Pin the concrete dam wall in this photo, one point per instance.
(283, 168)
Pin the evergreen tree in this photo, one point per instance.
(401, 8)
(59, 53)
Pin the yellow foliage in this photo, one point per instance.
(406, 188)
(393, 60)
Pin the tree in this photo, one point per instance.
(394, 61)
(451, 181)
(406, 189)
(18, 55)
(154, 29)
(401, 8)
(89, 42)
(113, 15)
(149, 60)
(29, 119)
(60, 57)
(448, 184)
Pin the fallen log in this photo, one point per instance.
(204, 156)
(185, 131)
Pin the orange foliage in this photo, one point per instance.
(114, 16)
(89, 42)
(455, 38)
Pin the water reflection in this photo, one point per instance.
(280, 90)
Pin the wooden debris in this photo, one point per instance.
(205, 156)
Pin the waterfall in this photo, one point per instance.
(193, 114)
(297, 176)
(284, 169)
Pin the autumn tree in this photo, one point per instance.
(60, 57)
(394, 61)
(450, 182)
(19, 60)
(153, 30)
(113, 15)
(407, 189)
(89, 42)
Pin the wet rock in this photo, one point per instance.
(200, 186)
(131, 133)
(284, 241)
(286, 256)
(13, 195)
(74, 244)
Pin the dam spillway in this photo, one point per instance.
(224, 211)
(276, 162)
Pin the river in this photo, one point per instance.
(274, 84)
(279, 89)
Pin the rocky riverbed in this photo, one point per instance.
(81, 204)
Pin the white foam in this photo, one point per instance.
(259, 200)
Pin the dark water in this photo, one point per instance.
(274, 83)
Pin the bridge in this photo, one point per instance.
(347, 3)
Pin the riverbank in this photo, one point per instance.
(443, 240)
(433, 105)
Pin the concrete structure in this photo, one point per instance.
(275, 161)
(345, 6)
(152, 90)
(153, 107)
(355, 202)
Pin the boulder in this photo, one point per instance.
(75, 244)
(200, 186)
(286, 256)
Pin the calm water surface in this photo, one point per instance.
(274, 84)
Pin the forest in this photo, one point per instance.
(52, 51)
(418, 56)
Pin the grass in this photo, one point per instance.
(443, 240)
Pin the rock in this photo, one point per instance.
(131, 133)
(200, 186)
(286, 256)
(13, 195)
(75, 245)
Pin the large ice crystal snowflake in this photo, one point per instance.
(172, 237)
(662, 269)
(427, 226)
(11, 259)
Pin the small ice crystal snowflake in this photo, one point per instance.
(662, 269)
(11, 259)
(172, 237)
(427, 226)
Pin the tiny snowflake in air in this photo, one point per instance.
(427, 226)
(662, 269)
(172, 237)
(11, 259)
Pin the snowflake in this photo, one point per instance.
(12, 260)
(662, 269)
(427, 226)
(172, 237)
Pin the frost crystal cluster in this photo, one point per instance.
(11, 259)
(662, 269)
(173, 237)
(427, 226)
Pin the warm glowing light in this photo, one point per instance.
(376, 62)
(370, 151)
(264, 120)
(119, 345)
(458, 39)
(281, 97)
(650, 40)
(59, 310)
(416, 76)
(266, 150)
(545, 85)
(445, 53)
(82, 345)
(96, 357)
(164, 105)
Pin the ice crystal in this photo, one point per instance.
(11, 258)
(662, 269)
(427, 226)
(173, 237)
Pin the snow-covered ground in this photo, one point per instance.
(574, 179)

★ ★ ★

OBJECTIVE: Repeat verbatim the lines starting at the line containing "Pin the large" and ending with the final line above, including both of these lines.

IN RESPONSE:
Pin the large ice crystal snowflake in this photo, one point per instance.
(172, 237)
(662, 269)
(427, 226)
(11, 259)
Pin the small ice crystal snowflake in this photo, one point per instance.
(662, 269)
(11, 259)
(172, 237)
(427, 226)
Pin the tiny snowflake in air in this photo, one point per instance.
(427, 226)
(662, 269)
(172, 237)
(11, 259)
Pin the snowflake in this photo, one point per instance.
(12, 260)
(662, 269)
(427, 226)
(172, 237)
Pin the frost crystal cluster in this photo, one point per instance.
(11, 259)
(662, 269)
(173, 237)
(427, 226)
Pin the warm glowing light in this photo, one point per instance.
(376, 62)
(370, 151)
(264, 120)
(119, 345)
(458, 39)
(281, 97)
(650, 40)
(59, 310)
(416, 76)
(266, 150)
(545, 85)
(445, 53)
(82, 345)
(96, 357)
(164, 105)
Pin the ice crystal in this photo, one point per instance.
(11, 258)
(662, 269)
(427, 226)
(173, 237)
Pin the snow-covered ground in this photo, one point per instance.
(574, 179)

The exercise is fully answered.